▶ EXTRAIT DU DOCUMENT:
# # # # # # #

Lorsqu'un dollar américain valait près de 1,50 $ CAN, 60 % des clients de l'hôtel Place d'Armes venaient du sud de la frontière. Aujourd'hui, le huard surpasse le billet vert. Comment se portent les affaires dans ce luxueux hôtel ? Très bien, merci !

Des hôtels désertés, des restaurants en faillite, des vacanciers qui restent à la maison, l'industrie du tourisme connaît une année catastrophique aux États-Unis. Au même moment, le tourisme est en croissance pour une deuxième année de suite à Montréal. Malgré l'incertitude économique, malgré la hausse du dollar canadien. Portrait d'une industrie qui a dû s'adapter à la nouvelle donne économique.

Le Groupe Antonopoulos, qui exploite cinq hôtels, dont le Place d'Armes, ainsi que cinq restaurants dans le Vieux-Montréal, est en mode expansion. Cette entreprise familiale vient d'agrandir son Auberge du Vieux-Port pour ajouter une vingtaine de chambres, une salle de conférence et un restaurant, la Taverne Gaspar. Et elle ne ferme pas la porte à de nouvelles acquisitions.

« En général, on voit du positif, observe Dimitri Antonopoulos, vice-président marketing du Groupe. C'est clair que ce n'est pas une bonne période touristique en général pour le marché américain. Mais on continue d'avoir de bons résultats pour la ville ici. Je pense que quand ça va reprendre aux États-Unis, ça va juste nous donner une poussée. »

Déjà frappés de plein fouet par la récession, nos voisins du Sud ont vu la valeur de leur maison fondre comme neige au soleil. La correction boursière des dernières semaines confirme que la reprise sera moins rapide qu'on l'espérait. Résultat : la classe moyenne américaine reste à la maison cet été. Pas question de partir en vacances lorsqu'on craint pour son emploi.

# # # # # # #

(Données sources)
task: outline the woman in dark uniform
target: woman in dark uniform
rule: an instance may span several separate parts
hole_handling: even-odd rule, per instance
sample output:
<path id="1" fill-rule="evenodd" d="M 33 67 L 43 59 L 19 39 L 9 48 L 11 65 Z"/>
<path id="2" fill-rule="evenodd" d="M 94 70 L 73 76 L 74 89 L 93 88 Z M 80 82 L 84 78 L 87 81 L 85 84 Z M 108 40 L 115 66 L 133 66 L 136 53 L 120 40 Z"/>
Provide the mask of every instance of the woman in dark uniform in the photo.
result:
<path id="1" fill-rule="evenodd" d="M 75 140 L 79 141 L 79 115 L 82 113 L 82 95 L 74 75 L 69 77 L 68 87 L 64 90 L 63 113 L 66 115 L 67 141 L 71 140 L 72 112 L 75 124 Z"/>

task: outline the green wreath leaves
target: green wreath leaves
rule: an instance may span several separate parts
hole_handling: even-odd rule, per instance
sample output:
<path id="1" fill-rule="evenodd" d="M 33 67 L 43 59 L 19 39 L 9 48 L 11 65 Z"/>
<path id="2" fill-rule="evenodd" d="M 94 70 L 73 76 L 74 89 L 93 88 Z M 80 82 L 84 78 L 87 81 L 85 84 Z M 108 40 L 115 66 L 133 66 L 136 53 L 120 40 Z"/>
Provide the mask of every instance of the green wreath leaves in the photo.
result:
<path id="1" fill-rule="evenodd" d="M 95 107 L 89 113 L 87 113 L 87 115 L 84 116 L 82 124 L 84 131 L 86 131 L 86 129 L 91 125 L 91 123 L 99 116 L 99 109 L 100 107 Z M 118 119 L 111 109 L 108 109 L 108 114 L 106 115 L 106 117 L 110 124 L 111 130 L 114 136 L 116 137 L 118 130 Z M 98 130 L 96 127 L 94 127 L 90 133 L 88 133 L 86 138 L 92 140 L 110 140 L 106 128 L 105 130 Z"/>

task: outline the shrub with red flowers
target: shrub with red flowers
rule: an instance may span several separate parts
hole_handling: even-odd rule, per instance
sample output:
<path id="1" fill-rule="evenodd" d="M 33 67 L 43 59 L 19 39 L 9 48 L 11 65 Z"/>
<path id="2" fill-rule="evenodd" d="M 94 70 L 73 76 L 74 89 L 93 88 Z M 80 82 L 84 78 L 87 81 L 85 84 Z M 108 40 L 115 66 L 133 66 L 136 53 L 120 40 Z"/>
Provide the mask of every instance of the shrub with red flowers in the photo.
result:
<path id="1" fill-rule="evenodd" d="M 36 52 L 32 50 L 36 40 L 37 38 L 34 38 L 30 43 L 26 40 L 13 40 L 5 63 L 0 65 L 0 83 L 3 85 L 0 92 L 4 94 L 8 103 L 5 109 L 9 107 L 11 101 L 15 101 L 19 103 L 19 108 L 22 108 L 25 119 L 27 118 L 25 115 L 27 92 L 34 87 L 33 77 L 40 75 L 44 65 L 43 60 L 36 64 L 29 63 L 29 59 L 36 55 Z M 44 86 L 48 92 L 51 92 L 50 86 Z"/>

# # # # # # #

▶ EXERCICE ÉCRIT:
Mettez à jour le passage de l'article sur le tourisme à Montréal qui commence par les mots « Lorsqu'un dollar américain » et se termine par « nouvelle donne économique. », en remplaçant « billet vert » par « dollar des États-Unis ». Appuyez-vous uniquement sur l'article.

▶ LA RÉPONSE:
Lorsqu'un dollar américain valait près de 1,50 $ CAN, 60 % des clients de l'hôtel Place d'Armes venaient du sud de la frontière. Aujourd'hui, le huard surpasse le dollar des États-Unis. Comment se portent les affaires dans ce luxueux hôtel ? Très bien, merci !

Des hôtels désertés, des restaurants en faillite, des vacanciers qui restent à la maison, l'industrie du tourisme connaît une année catastrophique aux États-Unis. Au même moment, le tourisme est en croissance pour une deuxième année de suite à Montréal. Malgré l'incertitude économique, malgré la hausse du dollar canadien. Portrait d'une industrie qui a dû s'adapter à la nouvelle donne économique.